Point-per-instance localization data
»»
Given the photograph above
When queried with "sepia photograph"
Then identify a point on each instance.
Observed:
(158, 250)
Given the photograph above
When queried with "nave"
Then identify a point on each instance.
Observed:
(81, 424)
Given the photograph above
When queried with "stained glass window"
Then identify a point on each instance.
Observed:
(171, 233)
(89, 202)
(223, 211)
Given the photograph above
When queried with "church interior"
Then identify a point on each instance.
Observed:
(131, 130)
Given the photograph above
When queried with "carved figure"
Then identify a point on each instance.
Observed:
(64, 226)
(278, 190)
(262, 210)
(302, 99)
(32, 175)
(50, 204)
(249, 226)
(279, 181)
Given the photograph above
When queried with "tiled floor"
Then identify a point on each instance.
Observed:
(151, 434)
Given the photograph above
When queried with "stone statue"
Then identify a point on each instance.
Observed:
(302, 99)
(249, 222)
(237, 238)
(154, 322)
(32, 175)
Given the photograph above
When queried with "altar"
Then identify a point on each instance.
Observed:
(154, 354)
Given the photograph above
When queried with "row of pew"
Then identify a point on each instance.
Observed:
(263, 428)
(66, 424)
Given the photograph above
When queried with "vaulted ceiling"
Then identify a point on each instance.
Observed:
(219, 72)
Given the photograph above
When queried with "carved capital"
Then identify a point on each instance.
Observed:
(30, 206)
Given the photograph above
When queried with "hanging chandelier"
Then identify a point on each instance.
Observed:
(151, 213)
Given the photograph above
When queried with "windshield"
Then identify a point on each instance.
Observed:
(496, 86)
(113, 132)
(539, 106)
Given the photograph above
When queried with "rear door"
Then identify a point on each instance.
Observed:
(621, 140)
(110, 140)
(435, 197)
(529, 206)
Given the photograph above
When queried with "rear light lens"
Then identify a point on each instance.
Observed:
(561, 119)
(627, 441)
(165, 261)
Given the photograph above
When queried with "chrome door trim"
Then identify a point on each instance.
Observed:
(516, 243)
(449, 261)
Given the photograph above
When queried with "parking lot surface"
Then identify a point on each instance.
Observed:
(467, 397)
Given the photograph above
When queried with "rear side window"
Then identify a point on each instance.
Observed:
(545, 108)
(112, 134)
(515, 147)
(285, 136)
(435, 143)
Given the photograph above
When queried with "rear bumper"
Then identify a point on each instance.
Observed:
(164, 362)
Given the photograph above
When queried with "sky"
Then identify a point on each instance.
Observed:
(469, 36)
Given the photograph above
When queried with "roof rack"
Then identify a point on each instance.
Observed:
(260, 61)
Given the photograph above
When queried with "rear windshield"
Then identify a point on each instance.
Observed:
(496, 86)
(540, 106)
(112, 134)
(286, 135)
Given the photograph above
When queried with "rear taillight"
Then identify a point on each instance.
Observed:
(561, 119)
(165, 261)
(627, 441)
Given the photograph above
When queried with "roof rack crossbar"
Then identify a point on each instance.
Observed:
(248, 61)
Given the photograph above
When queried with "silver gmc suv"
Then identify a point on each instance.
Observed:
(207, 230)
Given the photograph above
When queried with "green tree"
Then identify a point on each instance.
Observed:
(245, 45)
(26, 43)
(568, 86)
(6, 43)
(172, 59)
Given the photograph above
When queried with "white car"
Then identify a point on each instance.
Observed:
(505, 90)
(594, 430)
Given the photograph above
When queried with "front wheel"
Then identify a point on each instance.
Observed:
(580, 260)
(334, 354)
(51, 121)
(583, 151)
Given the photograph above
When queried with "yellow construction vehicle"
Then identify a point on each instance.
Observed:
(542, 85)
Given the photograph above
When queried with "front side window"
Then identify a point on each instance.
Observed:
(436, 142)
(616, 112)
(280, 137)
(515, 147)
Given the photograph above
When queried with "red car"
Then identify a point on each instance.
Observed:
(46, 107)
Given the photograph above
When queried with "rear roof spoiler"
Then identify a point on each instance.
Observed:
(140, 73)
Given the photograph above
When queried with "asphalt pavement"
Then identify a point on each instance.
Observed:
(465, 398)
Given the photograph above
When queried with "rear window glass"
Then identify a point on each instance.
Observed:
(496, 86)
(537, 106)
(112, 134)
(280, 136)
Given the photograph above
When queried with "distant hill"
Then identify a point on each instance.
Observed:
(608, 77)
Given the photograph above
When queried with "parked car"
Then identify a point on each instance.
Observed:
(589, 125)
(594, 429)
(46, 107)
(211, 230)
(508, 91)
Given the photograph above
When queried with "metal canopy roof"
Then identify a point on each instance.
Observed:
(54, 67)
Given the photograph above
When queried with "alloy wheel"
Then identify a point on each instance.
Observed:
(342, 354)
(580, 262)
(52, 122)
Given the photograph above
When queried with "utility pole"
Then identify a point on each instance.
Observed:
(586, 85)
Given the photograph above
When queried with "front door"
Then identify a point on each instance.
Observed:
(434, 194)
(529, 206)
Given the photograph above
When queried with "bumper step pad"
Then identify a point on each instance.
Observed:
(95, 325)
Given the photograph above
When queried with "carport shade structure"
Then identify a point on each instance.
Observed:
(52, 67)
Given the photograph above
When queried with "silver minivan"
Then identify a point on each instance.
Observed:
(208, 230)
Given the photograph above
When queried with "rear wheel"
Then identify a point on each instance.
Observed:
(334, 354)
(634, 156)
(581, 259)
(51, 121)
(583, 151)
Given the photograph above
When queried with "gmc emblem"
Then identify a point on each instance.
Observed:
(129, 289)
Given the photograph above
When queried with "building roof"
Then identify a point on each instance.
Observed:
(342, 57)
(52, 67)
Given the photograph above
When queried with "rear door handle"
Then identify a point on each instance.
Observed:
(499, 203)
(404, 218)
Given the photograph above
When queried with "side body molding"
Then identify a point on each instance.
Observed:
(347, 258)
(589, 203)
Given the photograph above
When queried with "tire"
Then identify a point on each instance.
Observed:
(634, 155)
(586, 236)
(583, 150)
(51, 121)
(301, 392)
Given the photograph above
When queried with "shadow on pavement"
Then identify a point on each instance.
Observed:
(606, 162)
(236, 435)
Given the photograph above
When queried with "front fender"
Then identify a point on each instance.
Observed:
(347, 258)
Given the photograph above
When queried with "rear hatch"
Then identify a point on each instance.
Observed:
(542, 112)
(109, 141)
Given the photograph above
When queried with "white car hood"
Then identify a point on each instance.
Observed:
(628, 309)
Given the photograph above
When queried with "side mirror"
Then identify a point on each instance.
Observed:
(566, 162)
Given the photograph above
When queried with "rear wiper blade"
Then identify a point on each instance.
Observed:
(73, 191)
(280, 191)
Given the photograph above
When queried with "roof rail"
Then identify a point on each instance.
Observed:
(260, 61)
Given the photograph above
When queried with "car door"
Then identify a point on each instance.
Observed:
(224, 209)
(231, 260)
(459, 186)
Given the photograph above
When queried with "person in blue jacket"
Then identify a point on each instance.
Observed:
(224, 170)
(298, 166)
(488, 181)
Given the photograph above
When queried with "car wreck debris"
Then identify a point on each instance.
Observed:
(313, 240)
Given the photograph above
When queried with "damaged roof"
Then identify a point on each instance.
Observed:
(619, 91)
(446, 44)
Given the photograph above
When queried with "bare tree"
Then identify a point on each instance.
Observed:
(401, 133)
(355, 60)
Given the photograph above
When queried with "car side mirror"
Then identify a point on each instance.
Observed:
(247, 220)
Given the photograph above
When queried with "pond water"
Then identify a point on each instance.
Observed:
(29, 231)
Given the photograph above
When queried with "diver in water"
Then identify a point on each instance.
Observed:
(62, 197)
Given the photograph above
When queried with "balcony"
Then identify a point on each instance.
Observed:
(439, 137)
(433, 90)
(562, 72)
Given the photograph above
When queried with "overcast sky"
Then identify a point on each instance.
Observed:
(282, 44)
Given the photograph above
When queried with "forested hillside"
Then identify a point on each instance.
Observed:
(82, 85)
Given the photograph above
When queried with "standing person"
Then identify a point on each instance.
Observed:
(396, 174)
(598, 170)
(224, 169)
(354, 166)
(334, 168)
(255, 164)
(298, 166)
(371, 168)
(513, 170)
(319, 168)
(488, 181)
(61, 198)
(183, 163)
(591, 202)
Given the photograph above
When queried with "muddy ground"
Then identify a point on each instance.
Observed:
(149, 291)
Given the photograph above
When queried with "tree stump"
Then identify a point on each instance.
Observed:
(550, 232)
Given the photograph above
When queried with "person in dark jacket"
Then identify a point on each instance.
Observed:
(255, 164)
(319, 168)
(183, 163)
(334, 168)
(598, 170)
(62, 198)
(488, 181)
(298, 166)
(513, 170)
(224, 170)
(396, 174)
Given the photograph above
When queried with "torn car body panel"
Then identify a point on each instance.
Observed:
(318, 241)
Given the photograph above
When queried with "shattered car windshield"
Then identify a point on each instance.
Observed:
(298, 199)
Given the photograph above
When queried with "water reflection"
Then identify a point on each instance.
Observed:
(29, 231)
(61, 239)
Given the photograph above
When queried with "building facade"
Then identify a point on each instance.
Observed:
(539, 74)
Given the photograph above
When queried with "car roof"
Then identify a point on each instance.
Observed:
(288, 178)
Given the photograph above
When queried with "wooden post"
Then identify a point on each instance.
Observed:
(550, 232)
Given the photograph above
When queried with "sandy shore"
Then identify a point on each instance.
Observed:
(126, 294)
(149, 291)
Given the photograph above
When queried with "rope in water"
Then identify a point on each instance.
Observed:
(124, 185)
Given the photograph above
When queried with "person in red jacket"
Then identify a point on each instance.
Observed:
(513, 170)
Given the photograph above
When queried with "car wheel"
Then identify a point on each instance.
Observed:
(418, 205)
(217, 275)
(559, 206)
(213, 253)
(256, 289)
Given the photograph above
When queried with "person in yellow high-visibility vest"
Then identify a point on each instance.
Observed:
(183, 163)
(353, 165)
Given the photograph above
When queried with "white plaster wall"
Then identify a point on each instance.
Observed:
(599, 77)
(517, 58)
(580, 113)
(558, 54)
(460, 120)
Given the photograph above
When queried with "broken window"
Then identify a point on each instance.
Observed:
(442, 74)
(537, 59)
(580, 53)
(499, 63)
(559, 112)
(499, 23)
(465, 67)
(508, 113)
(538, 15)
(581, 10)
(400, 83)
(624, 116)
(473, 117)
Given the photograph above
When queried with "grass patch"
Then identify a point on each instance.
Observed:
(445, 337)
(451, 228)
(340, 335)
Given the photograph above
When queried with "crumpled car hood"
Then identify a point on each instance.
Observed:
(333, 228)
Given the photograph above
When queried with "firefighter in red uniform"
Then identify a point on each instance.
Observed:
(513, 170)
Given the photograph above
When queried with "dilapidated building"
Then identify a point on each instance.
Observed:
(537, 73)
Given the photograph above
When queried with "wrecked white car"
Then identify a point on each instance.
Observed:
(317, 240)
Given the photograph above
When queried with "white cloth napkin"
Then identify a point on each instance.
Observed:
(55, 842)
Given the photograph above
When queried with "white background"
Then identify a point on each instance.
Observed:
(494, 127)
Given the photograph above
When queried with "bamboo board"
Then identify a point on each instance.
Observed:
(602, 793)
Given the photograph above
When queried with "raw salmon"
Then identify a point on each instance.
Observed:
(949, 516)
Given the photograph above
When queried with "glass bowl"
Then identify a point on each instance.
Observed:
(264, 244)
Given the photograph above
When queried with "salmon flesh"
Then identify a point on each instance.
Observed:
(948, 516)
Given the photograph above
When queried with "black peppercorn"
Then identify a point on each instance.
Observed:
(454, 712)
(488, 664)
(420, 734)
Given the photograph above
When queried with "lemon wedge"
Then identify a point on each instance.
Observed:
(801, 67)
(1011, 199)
««
*TASK BRIEF:* Take each line above that contains "carved" and copy it out.

*EXERCISE RESULT:*
When queried with "carved figure"
When queried with "carved capital"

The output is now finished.